* _The task_:
Please resume the article about Sugandha's food travel show, picking up right after its last sentence.

* _Quoted passage_:

Sugandha shows more enthusiasm about the dessert she was served — red ant chutney. A giant nest with millions of ants was dismantled from its perch. “It fell at my feet and within seconds, hum kat kat ke mar gaye. But I bore it, thinking ‘You bite me now, I eat you later.’” The chutney, she says, was “yummy”. “The ant was khatta (sour), the larvae meetha (sweet).”
Her extreme palate has also experienced fried silkworm in Majuli in Assam, the world’s largest river island. “That was like chocolate egg — gooey inside, crunchy outside.”
But nothing could persuade her to emulate the star of the Assam episode who accompanied her to Calcutta. Anandita Dutta Tamuli has chomped her way into the Limca Book of Records in 2006 by finishing 60 chillies in two minutes and smearing 12 in her eyes in one minute.
The show, currently airing on Fox Traveller on Sundays at 8pm, has taken her to unsung champions like Anandita and to nooks like Bundi in Rajasthan, Sindhudurg in Maharashtra, Jamnagar in Gujarat and Bidar in Karnataka. “The canvas in India is insane. In pockets, they live just the way their forefathers did,” she muses.

* _Dataset content_:
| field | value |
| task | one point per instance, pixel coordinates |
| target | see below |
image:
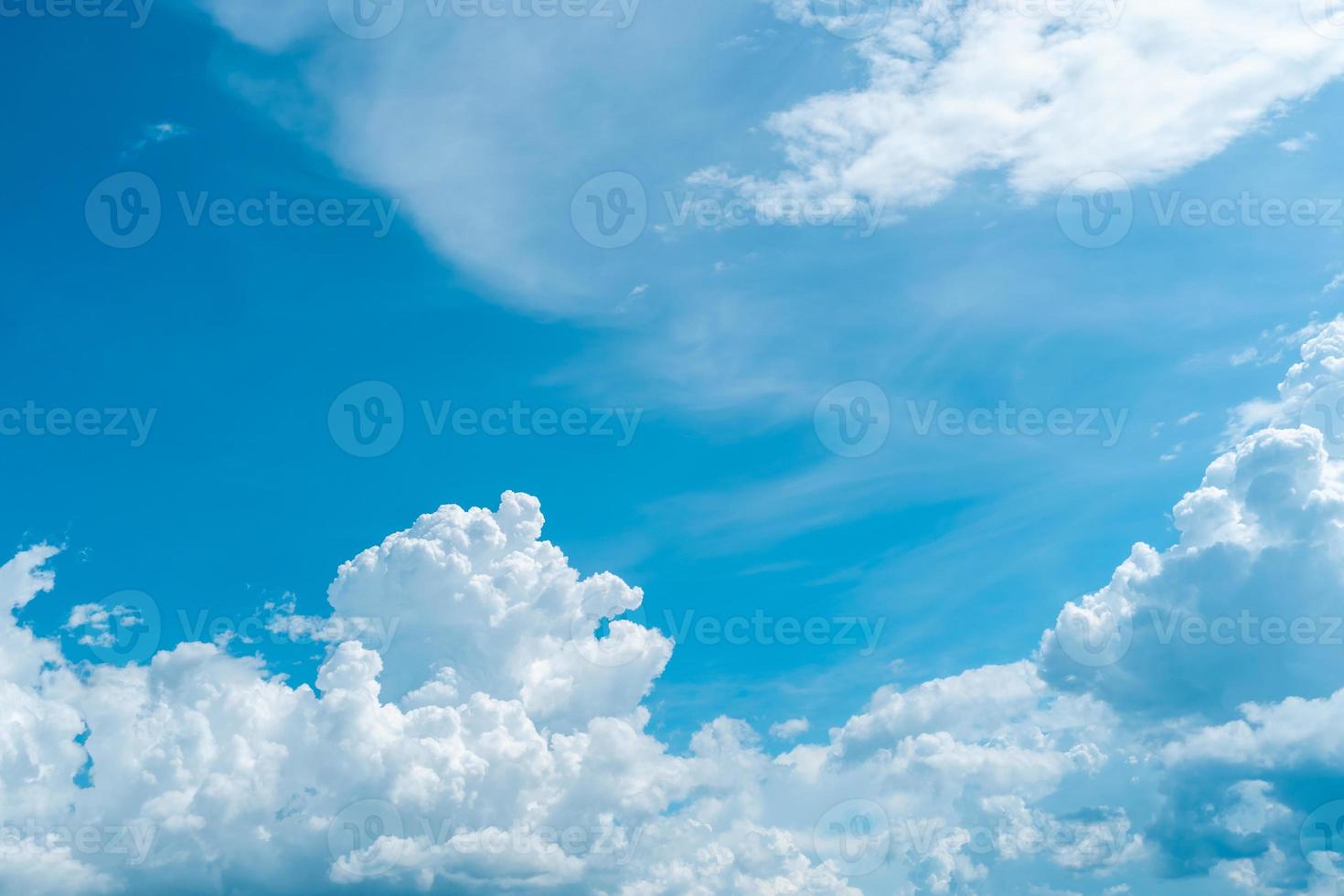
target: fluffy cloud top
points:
(1041, 91)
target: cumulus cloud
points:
(496, 738)
(1043, 93)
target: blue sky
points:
(726, 500)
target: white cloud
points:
(791, 729)
(1043, 93)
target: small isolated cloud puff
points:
(1043, 91)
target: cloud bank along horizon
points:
(1183, 726)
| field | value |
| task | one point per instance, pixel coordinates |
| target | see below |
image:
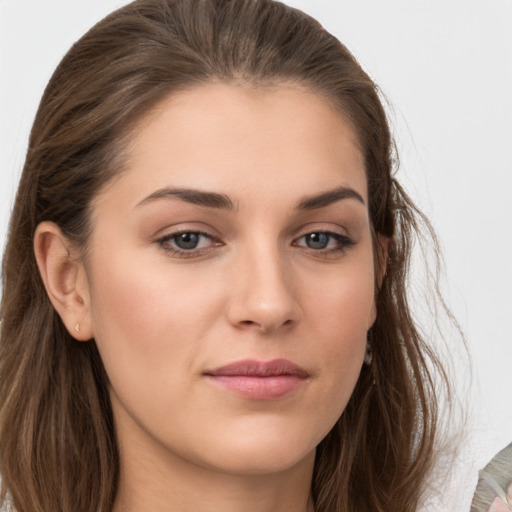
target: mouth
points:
(259, 380)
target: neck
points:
(153, 478)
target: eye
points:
(186, 243)
(325, 241)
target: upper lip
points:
(255, 368)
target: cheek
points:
(147, 321)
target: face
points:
(231, 281)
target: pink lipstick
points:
(259, 380)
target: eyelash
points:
(344, 242)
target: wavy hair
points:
(58, 448)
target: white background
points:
(446, 68)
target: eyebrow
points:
(223, 202)
(193, 196)
(328, 197)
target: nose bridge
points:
(263, 295)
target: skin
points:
(254, 288)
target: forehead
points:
(236, 138)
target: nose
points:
(263, 296)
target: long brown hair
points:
(58, 449)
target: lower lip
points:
(259, 388)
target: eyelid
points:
(165, 243)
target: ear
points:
(381, 252)
(383, 257)
(64, 278)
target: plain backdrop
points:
(446, 68)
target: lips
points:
(259, 380)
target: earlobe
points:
(64, 278)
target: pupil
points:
(317, 240)
(187, 240)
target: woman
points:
(204, 302)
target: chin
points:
(254, 453)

* _Task output_:
Sugandha goes on to talk about much more — coffee processed from the droppings of a civet, Ulta Ramayana and Bhagvad Gita which can be read only with a mirror, street dentists who practice on the footpath, emu egg omlettes, moustache artists. “I have lived life a bit too much in these four months,” she laughs.
After the success of Tere Bin Laden, Sugandha is looking forward to its sequel. Her film Patang, which also stars Nawazuddin Siddiqui (Khan in Kahaani) and Seema Biswas, is releasing in the US. While on the small screen her path may not cross with her husband Raghu’s, she nurtures a secret hope: “Wish someone casts us together in a film. Won’t we look cute?” asks the diminutive and delightfully lively wife of the small-screen disciplinarian.